— BEGIN Data lines —
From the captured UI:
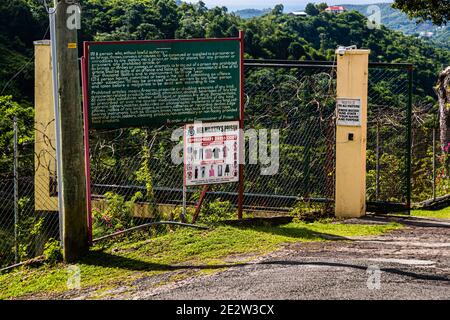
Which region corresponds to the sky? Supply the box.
[185,0,392,11]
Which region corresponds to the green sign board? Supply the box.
[84,39,241,129]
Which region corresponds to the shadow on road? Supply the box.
[82,252,450,282]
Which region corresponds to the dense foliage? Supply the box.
[0,0,450,101]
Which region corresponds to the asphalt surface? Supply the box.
[126,218,450,300]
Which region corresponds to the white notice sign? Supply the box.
[336,98,361,126]
[184,121,240,186]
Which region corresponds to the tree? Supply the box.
[316,2,328,12]
[272,4,284,16]
[392,0,450,25]
[436,67,450,153]
[305,3,320,16]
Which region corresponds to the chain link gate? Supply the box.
[86,60,412,238]
[0,60,414,267]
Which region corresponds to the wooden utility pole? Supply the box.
[56,0,88,262]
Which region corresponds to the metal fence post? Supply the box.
[375,119,380,201]
[406,65,414,214]
[432,126,436,200]
[13,116,19,263]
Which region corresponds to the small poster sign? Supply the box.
[336,98,361,126]
[184,121,240,186]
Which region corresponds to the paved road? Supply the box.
[128,218,450,299]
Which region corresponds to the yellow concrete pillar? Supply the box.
[34,40,58,211]
[335,49,370,218]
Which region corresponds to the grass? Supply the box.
[0,222,400,299]
[411,207,450,219]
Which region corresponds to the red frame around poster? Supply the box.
[81,31,244,244]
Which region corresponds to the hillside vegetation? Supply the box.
[344,3,450,49]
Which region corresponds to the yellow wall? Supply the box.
[335,50,370,217]
[34,40,58,211]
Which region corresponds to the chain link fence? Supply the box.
[0,117,59,268]
[0,60,450,267]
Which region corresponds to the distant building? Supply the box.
[289,11,308,17]
[325,6,345,13]
[419,31,434,38]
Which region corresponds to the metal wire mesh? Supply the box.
[0,119,59,268]
[90,64,335,238]
[0,61,436,266]
[366,66,409,204]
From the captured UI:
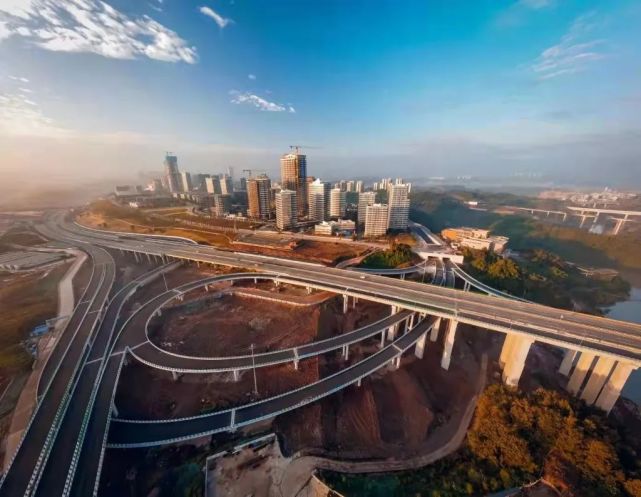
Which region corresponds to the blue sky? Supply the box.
[0,0,641,184]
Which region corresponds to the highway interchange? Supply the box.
[0,214,641,496]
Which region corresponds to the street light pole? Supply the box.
[250,343,258,396]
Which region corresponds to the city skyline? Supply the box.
[0,0,641,185]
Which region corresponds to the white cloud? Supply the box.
[198,7,233,29]
[229,90,296,114]
[0,93,66,136]
[9,76,29,83]
[0,0,197,64]
[531,13,606,80]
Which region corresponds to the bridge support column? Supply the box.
[414,331,427,359]
[441,319,458,370]
[566,352,594,395]
[430,318,441,342]
[581,357,615,405]
[343,345,349,361]
[387,305,398,341]
[559,349,577,376]
[503,336,534,387]
[596,362,636,414]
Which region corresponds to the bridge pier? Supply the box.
[343,345,349,361]
[581,357,615,405]
[414,331,427,359]
[559,349,577,376]
[387,305,398,342]
[566,352,595,395]
[430,318,441,342]
[441,319,458,370]
[503,336,534,387]
[596,362,636,414]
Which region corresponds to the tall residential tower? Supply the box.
[280,147,307,217]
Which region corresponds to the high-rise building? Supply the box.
[358,192,376,224]
[308,179,330,221]
[276,190,298,230]
[364,204,388,237]
[205,176,222,193]
[280,148,307,217]
[247,174,272,219]
[180,171,191,192]
[329,188,347,217]
[214,193,231,217]
[164,153,182,193]
[387,183,410,230]
[220,174,234,195]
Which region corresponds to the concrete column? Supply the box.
[414,331,427,359]
[566,352,594,395]
[596,362,636,414]
[430,318,441,342]
[581,357,614,405]
[441,319,458,370]
[503,336,534,387]
[343,345,349,361]
[559,349,577,376]
[499,333,517,368]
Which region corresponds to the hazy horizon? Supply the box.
[0,0,641,190]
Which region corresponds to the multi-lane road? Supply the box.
[0,211,641,496]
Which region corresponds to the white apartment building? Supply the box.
[365,204,389,238]
[276,190,298,230]
[329,188,347,217]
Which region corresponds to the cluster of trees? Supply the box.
[322,385,641,497]
[464,249,630,314]
[360,243,414,269]
[410,191,641,268]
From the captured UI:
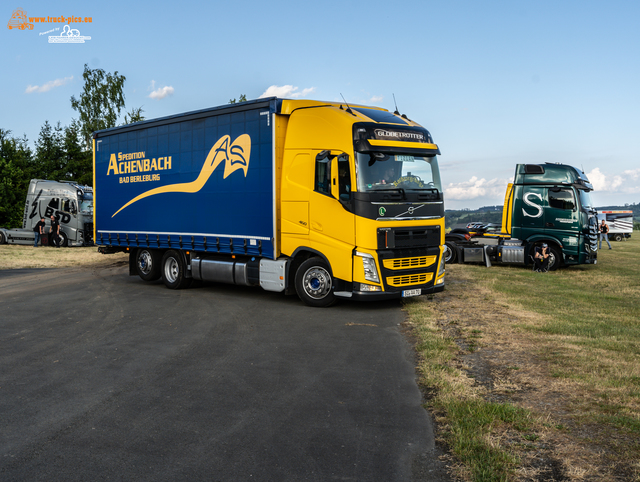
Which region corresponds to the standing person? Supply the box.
[598,219,611,249]
[533,243,549,273]
[33,216,44,248]
[49,214,60,248]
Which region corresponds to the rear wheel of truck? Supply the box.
[136,248,162,281]
[444,241,458,264]
[296,257,336,307]
[161,249,193,290]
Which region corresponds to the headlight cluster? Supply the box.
[356,251,380,283]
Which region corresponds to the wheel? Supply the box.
[161,249,193,290]
[444,241,458,264]
[58,231,69,248]
[547,245,562,271]
[136,248,162,281]
[295,257,336,307]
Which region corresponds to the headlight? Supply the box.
[360,283,382,291]
[356,251,380,283]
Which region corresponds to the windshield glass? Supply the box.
[80,192,93,214]
[578,189,593,209]
[356,152,442,192]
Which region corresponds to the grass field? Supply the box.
[0,244,129,270]
[405,235,640,481]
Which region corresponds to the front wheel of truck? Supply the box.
[296,257,336,308]
[161,249,193,290]
[136,248,162,281]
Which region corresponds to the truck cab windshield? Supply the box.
[577,189,593,210]
[356,152,442,192]
[79,192,93,214]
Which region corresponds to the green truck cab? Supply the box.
[445,163,598,270]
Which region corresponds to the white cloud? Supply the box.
[259,85,316,99]
[24,75,73,94]
[587,167,640,194]
[444,176,509,200]
[149,80,175,100]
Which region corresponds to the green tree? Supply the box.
[124,107,144,125]
[60,119,93,186]
[71,64,126,150]
[229,94,247,104]
[0,129,33,228]
[33,121,66,181]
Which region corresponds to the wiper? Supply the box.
[374,187,407,199]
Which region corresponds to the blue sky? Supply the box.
[0,0,640,209]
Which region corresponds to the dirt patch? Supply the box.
[410,267,640,481]
[0,244,129,270]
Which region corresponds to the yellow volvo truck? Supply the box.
[94,98,444,306]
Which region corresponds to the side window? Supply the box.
[314,151,331,196]
[338,155,351,201]
[549,188,576,210]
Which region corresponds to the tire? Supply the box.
[161,249,193,290]
[136,248,162,281]
[548,245,562,271]
[295,257,336,308]
[444,241,458,264]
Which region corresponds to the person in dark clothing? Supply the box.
[49,215,60,248]
[33,216,44,248]
[533,243,549,273]
[598,219,611,249]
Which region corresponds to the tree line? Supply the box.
[0,64,144,228]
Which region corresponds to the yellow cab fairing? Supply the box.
[276,100,444,291]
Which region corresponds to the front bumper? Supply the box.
[335,283,444,301]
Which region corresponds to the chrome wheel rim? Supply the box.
[164,258,179,283]
[138,251,153,274]
[302,266,331,300]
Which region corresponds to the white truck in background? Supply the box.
[0,179,93,246]
[598,211,633,241]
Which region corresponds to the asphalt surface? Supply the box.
[0,266,447,481]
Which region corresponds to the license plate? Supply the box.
[402,289,422,298]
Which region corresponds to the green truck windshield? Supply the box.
[356,152,442,192]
— END Data lines —
▶ Aim of the exercise:
Reproduce all of the records above verbatim, line for line, and omit the pictures.

▶ Answer:
From the captured UI:
Which region corresponds to the sky? Supply the box.
[185,0,392,11]
Which region corresponds to the green sign board? Supply the box.
[84,39,241,129]
Which region corresponds to the shadow on road? Supply the box.
[82,252,450,282]
Which region corresponds to the dense foliage? Supply the box.
[0,0,450,101]
Which region corresponds to the asphalt surface? Supply the box.
[126,218,450,300]
Which region corresponds to the white notice sign? Supply the box.
[336,98,361,126]
[184,121,240,186]
Which region corresponds to the tree? Supply the box.
[316,2,328,12]
[272,4,284,16]
[392,0,450,25]
[436,67,450,153]
[305,3,320,16]
Which region corresponds to the chain link gate? Supply the box.
[86,60,412,238]
[0,60,414,267]
Which region corresponds to the wooden utility pole? Supply the box.
[56,0,88,262]
Which region corresponds to the metal fence post? Supply the box.
[375,119,380,201]
[406,65,414,214]
[432,126,436,200]
[13,116,19,263]
Which region corresponds to the small poster sign? Supply the box.
[336,98,361,126]
[184,121,240,186]
Which region corresponds to the paved road? Supply the box.
[128,218,450,299]
Which region corresponds to the yellow concrete pillar? Supply the box.
[34,40,58,211]
[335,49,370,218]
Which region corresponds to the grass? Supply the box.
[0,222,400,299]
[411,207,450,219]
Which region corresponds to the red frame around poster? Supply the box.
[81,31,244,244]
Which region corresponds to the hillside vegetation? Supply the box.
[344,3,450,49]
Which region corresponds to the yellow wall? Supply the box.
[335,50,370,217]
[34,40,58,211]
Which region corresponds to the chain link fence? Supply the box.
[0,117,59,268]
[0,60,450,267]
Which region corresponds to the distant building? Supply the box.
[289,11,308,17]
[325,6,345,13]
[419,31,434,38]
Which region corresponds to the metal wire mesh? Supply the box.
[0,119,59,268]
[90,64,335,238]
[0,61,436,266]
[366,66,409,204]
From the captured UI:
Which region corresponds to the blue sky? Supply the box.
[0,0,641,184]
Which region corresponds to the highway interchange? Supply the box.
[0,214,641,496]
Which region corresponds to the street light pole? Supply the box.
[250,343,258,396]
Which region corresponds to the city skyline? Supply the box.
[0,0,641,185]
Which region corresponds to the white cloud? Supply the box.
[198,7,233,29]
[229,90,296,114]
[0,93,66,136]
[9,76,29,83]
[0,0,197,64]
[531,13,606,80]
Which region corresponds to the bridge support column? Supply the box.
[414,331,427,359]
[441,319,458,370]
[566,352,594,395]
[430,318,441,342]
[581,357,615,405]
[343,345,349,361]
[387,305,398,341]
[559,349,577,376]
[503,336,534,387]
[596,362,636,414]
Which region corresponds to the bridge pier? Supply the box.
[343,345,349,361]
[581,357,615,405]
[414,331,427,359]
[559,349,577,376]
[387,305,398,342]
[566,352,595,395]
[430,318,441,342]
[441,319,458,370]
[503,336,534,387]
[596,362,636,414]
Which region corresponds to the tall residential tower? Supply the box.
[280,147,307,217]
Which region corresponds to the high-rise building? Supply the box.
[358,192,376,224]
[308,179,330,221]
[276,190,298,230]
[364,204,388,237]
[205,176,222,193]
[280,148,307,217]
[247,174,272,219]
[180,171,191,192]
[329,188,347,217]
[214,193,231,217]
[164,153,182,193]
[387,183,410,230]
[220,174,234,195]
Which region corresponds to the concrete column? Supply the box.
[414,331,427,359]
[566,352,594,395]
[596,362,636,414]
[430,318,441,342]
[581,357,614,405]
[441,319,458,370]
[503,336,534,387]
[343,345,349,361]
[559,349,577,376]
[499,333,517,368]
Which region corresponds to the hazy horizon? Supply the box.
[0,0,641,190]
Which region corresponds to the multi-lane road? Supply the box.
[0,211,641,496]
Which region corresponds to the white apartment building? Supply the box.
[365,204,389,238]
[276,190,298,230]
[329,188,347,217]
Which region corresponds to the cluster of trees? Supply the box.
[322,385,641,497]
[464,249,630,314]
[360,243,414,269]
[410,191,641,268]
From the captured UI:
Which region corresponds to the standing person? Supply the box.
[598,219,611,249]
[533,243,549,273]
[33,216,44,248]
[49,214,60,248]
Which region corresponds to the rear wheel of truck? Supply the box.
[136,248,162,281]
[444,241,458,264]
[296,257,336,307]
[161,249,193,290]
Which region corresponds to the headlight cluster? Supply the box.
[356,251,380,283]
Which region corresponds to the wheel? Supply the box.
[161,249,193,290]
[444,241,458,264]
[58,231,69,248]
[547,245,562,271]
[136,248,162,281]
[295,257,336,307]
Which region corresponds to the headlight? Supply the box.
[360,283,382,291]
[356,251,380,283]
Which region corresponds to the windshield glass? Supply the box.
[80,192,93,214]
[578,189,593,209]
[356,152,442,192]
Which region corresponds to the grass field? Supply the box.
[0,244,129,270]
[405,235,640,481]
Which region corresponds to the front wheel of truck? Supply the box.
[296,257,336,308]
[161,249,193,290]
[136,248,162,281]
Which region corresponds to the truck cab windshield? Supply the box.
[577,189,593,210]
[356,152,442,192]
[79,192,93,214]
Which region corresponds to the green truck cab? Supply the box.
[445,163,598,270]
Which region corresponds to the white cloud? Supply the box.
[259,85,316,99]
[24,75,73,94]
[587,167,640,194]
[444,176,509,200]
[149,80,175,100]
Which region corresponds to the green tree? Supply the box.
[124,107,144,125]
[60,119,93,186]
[71,64,126,150]
[229,94,247,104]
[0,129,33,228]
[33,121,66,181]
Which region corresponds to the wiper? Supply the box.
[374,187,407,199]
Which region corresponds to the blue sky? Supply the box.
[0,0,640,209]
Which region corresponds to the dirt patch? Supply the box.
[410,267,640,481]
[0,244,129,270]
Which region corresponds to the yellow volvo truck? Supply the box.
[94,98,444,306]
Which region corresponds to the side window? Supply the box.
[314,151,331,196]
[338,155,351,201]
[549,188,576,210]
Which region corresponds to the tire? Supply the box.
[161,249,193,290]
[136,248,162,281]
[548,245,562,271]
[295,257,336,308]
[444,241,458,264]
Which region corresponds to the person in dark clothing? Supply the box.
[49,215,60,248]
[33,216,44,248]
[533,243,549,273]
[598,219,611,249]
Which region corresponds to the tree line? Supply the box.
[0,64,144,228]
Which region corresponds to the yellow cab fairing? Supply the box.
[276,100,444,291]
Which region corresponds to the front bumper? Supply the box.
[335,283,444,301]
Which region corresponds to the chrome wheel rim? Supply the box.
[164,258,179,283]
[138,251,153,274]
[302,266,331,300]
Which region corresponds to the white truck in background? Supply the box.
[0,179,93,246]
[598,211,633,241]
Which region corresponds to the asphalt surface? Supply the box.
[0,266,447,481]
Which region corresponds to the license plate? Supply the box.
[402,289,422,298]
Which region corresponds to the green truck windshield? Supply the box.
[356,152,442,192]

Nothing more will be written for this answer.